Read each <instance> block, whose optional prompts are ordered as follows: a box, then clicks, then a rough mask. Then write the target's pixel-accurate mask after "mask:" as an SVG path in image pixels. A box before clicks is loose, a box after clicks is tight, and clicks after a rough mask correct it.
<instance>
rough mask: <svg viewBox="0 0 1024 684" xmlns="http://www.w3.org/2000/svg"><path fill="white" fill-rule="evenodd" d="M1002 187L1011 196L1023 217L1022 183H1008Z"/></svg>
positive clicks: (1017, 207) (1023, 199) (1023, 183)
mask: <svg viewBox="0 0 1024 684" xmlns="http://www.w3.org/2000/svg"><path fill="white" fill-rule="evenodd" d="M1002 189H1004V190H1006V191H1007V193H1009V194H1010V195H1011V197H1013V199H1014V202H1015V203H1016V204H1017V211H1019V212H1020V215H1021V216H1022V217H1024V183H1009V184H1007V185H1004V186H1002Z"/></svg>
--
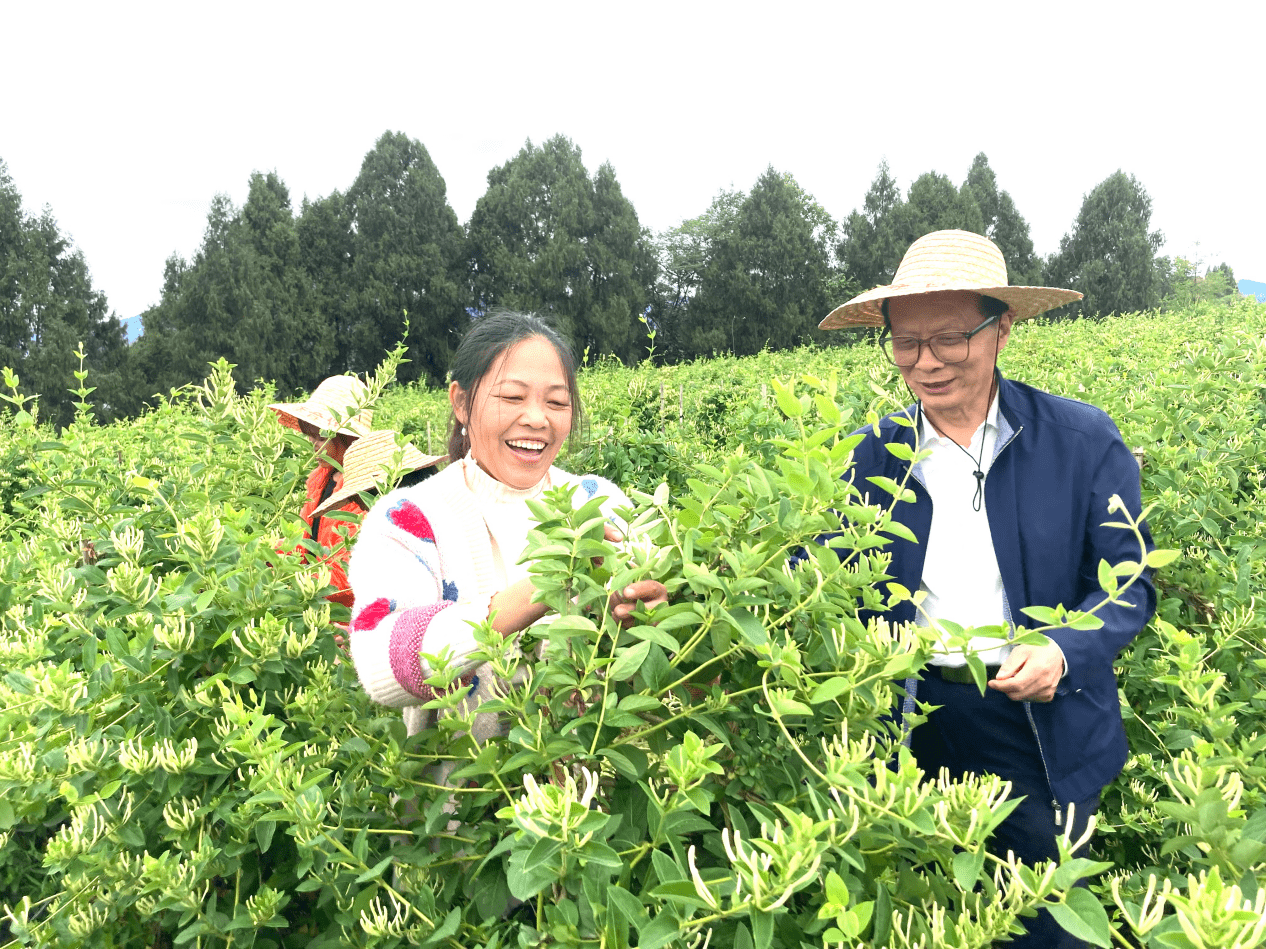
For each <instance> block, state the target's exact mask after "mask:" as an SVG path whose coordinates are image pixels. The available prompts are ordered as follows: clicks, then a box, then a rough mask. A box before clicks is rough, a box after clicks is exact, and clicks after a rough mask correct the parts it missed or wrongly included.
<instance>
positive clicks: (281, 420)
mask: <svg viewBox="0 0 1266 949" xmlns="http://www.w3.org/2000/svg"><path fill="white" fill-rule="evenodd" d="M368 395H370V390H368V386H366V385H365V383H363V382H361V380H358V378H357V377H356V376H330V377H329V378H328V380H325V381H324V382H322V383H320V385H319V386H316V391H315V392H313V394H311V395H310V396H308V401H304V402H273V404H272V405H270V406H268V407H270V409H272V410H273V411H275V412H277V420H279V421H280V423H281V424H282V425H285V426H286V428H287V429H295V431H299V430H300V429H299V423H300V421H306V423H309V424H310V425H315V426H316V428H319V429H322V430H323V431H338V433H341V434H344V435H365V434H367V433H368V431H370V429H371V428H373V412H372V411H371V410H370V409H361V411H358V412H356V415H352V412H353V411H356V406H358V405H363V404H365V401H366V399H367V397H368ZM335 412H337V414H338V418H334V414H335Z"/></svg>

▸ Problem to solve: If a line in the records has the word "pixels", copy that line.

▸ Solution below:
Read each <instance> block, whose optional prompts are ordered as follows: a box, then clicks, then a rough mask. Then write the target's pixel-accurate mask after "mask:" as an SVG path in image pixels. A box before clicks is loose, a box after clicks is tight, and clicks after a rough mask correct it.
For each <instance> block, state the target's exact mask after "mask:" as an SVG path whose coordinates are image pixels. The available prompts are ordered as follows: clicks, then a box, then a rough mask. A box before clicks is rough, a box after clicks is exact, and clicks after a rough mask correct the parts it missed or wrongly included.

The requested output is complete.